§ TASK TO CARRY OUT:
Repeat word for word the passage of the article about Israel365 that starts with the words containing "The Group Forging" and finishes with "the White House.".

§ TEXT SECTION:
╔══

The Group Forging a “Judeo-Christian” Zionism for the New MAGA Age
Israel365’s decades of outreach to Christian Zionists has made it a power player from the World Zionist Congress to the White House.
Steve Bannon with Israel365’s Pesach Wolicki at the National Religious Broadcaster’s conference in Dallas in early March.
After record turnout, votes are now being tallied in this year’s World Zionist Congress (WZC) election to determine which factions will emerge victorious. Established by Theodore Herzl in 1897 as the founding legislative body of the Zionist movement, the WZC helps direct the policy and funding of legacy Zionist organizations like the World Zionist Organization (WZO) and the Jewish National Fund (JNF)—which have been key actors in the process of Palestinian dispossession since the pre-state era. Historically, the American branch of the WZC has been dominated by the Reform movement, but the 2020 election saw Reform’s historic dominance shaken by a surge in support for a newly formed ultra-Orthodox slate, granting the Jewish far right an unprecedented, and slim, majority of seats within the so-called “parliament of the Jewish people.” Against the opposition of a reinvigorated liberal camp, this new leadership has moved to increase funding for settlements, support the Israeli right’s judicial overhaul, and block educational programming promoting religious and cultural pluralism within WZC member institutions.
If the 2020 WZC election marked the ascent of Jewish right leadership within the WZC, this year’s election portends the rise of yet another, aligned current: Christian Zionism. This tendency was represented at the 2025 election in a slate assembled by Israel365, a group that specializes in building Jewish Zionist partnerships with the US Christian right. Since its founding in 2012 by the American-born Israeli Orthodox Rabbi Tuly Weisz, Israel365 has dedicated itself to advancing the Israeli far-right’s cause with the American evangelical public. The group has achieved this using a digital media wing that produces a steady stream of what Weisz has called “Biblical journalism”; a publishing arm that produces an Israel-themed Bible, along with an array of religious books; a charity wing that raises funds for ventures ranging from farms in West Bank settlements to winter gear for Israeli soldiers; and a marketing wing that connects Israeli companies with Christian consumers. Thanks to this outreach, Israel365 has become an established face of biblical hasbara for US Christians. More significant still has been the group’s advocacy wing, which seeks to strengthen the partnership between Jewish and Christian Zionist faith leaders, politicians, and influencers by organizing a bevy of campaigns, speaking tours, conferences and summits, webinars and prayer calls, sign-on letters, and tours to Israel.
This steady drumbeat of faith-based diplomacy has built crucial connective tissue between Israeli settler leaders on the one hand and MAGA movers and shakers like Steve Bannon, the Heritage Foundation, and evangelical leaders like Paula White-Cain (director of Trump’s White House Faith Office) on the other. For the hardline religious nationalists on both sides of this biblical romance, this partnership offers a way to achieve shared political goals. Building on the victories of the first Trump administration—the moving of the US embassy to Jerusalem, launch of the Abraham Accords, and more—such groups are now seeking the full Israeli annexation of the West Bank, an escalation of the exterminationist war on Gaza, and Jewish sovereignty over the Temple Mount. The ambitiousness of these goals reflects both movements’ optimism in the new MAGA age: As Pastor Mario Bramnick, globe-trotting Christian Zionist operative in the upper echelons of the first Trump administration, effused in March, it is as if “God is giving Israel a blank check to begin to write upon, to dream again.”

╚══

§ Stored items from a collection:
╔══

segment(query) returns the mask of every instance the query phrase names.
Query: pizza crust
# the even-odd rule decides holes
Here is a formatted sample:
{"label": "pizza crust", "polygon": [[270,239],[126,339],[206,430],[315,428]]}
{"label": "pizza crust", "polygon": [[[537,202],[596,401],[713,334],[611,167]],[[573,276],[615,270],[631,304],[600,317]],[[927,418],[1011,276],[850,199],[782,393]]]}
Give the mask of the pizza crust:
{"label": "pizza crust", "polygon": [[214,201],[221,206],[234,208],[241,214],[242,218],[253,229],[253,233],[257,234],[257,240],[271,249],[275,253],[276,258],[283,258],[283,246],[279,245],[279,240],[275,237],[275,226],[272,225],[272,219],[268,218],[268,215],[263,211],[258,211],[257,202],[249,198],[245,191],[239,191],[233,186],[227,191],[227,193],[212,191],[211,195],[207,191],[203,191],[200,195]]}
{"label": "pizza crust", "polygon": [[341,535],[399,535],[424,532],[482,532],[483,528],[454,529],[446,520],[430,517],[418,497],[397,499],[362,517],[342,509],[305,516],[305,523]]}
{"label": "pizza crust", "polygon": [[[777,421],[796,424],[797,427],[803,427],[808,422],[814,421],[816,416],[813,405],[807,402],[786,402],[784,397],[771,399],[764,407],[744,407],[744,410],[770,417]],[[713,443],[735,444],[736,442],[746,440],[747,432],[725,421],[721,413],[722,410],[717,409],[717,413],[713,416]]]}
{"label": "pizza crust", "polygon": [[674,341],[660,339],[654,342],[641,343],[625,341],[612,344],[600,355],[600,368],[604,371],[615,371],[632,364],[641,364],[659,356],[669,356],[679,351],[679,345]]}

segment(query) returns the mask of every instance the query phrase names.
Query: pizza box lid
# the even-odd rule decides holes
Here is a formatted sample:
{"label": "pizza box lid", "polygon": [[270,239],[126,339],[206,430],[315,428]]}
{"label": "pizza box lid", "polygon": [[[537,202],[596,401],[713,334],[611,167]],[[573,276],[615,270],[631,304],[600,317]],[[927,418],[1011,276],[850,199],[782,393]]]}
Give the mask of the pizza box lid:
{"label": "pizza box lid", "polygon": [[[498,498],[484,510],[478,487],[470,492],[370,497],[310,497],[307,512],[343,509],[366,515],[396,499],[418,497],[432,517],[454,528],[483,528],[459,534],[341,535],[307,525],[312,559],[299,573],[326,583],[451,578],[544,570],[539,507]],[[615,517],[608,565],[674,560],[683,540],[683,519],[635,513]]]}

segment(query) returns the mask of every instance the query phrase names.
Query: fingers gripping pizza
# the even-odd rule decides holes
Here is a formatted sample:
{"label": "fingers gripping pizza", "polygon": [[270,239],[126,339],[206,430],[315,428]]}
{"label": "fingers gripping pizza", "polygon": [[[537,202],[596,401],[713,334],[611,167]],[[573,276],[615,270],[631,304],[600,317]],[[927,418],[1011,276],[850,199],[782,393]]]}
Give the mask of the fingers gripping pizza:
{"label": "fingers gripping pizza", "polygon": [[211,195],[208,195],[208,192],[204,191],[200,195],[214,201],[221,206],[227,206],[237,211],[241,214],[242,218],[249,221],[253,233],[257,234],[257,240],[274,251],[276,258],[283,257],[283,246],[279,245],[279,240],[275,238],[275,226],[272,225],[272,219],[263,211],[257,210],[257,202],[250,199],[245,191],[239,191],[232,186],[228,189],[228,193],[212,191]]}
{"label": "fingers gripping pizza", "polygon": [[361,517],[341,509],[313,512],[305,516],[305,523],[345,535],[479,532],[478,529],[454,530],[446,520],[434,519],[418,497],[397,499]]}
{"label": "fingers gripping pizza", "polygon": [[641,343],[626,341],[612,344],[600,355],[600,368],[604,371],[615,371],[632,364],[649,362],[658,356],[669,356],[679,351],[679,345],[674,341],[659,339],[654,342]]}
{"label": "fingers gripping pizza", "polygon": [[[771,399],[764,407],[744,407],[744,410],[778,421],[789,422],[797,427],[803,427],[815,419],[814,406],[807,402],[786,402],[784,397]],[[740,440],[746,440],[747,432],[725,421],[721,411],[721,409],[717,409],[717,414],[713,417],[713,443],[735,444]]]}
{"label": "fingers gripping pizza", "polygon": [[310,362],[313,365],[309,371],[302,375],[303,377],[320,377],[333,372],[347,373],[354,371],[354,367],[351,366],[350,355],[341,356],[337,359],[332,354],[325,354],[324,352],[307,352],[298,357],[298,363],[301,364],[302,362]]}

╚══

§ ANSWER FOR THIS EXERCISE:
The Group Forging a “Judeo-Christian” Zionism for the New MAGA Age
Israel365’s decades of outreach to Christian Zionists has made it a power player from the World Zionist Congress to the White House.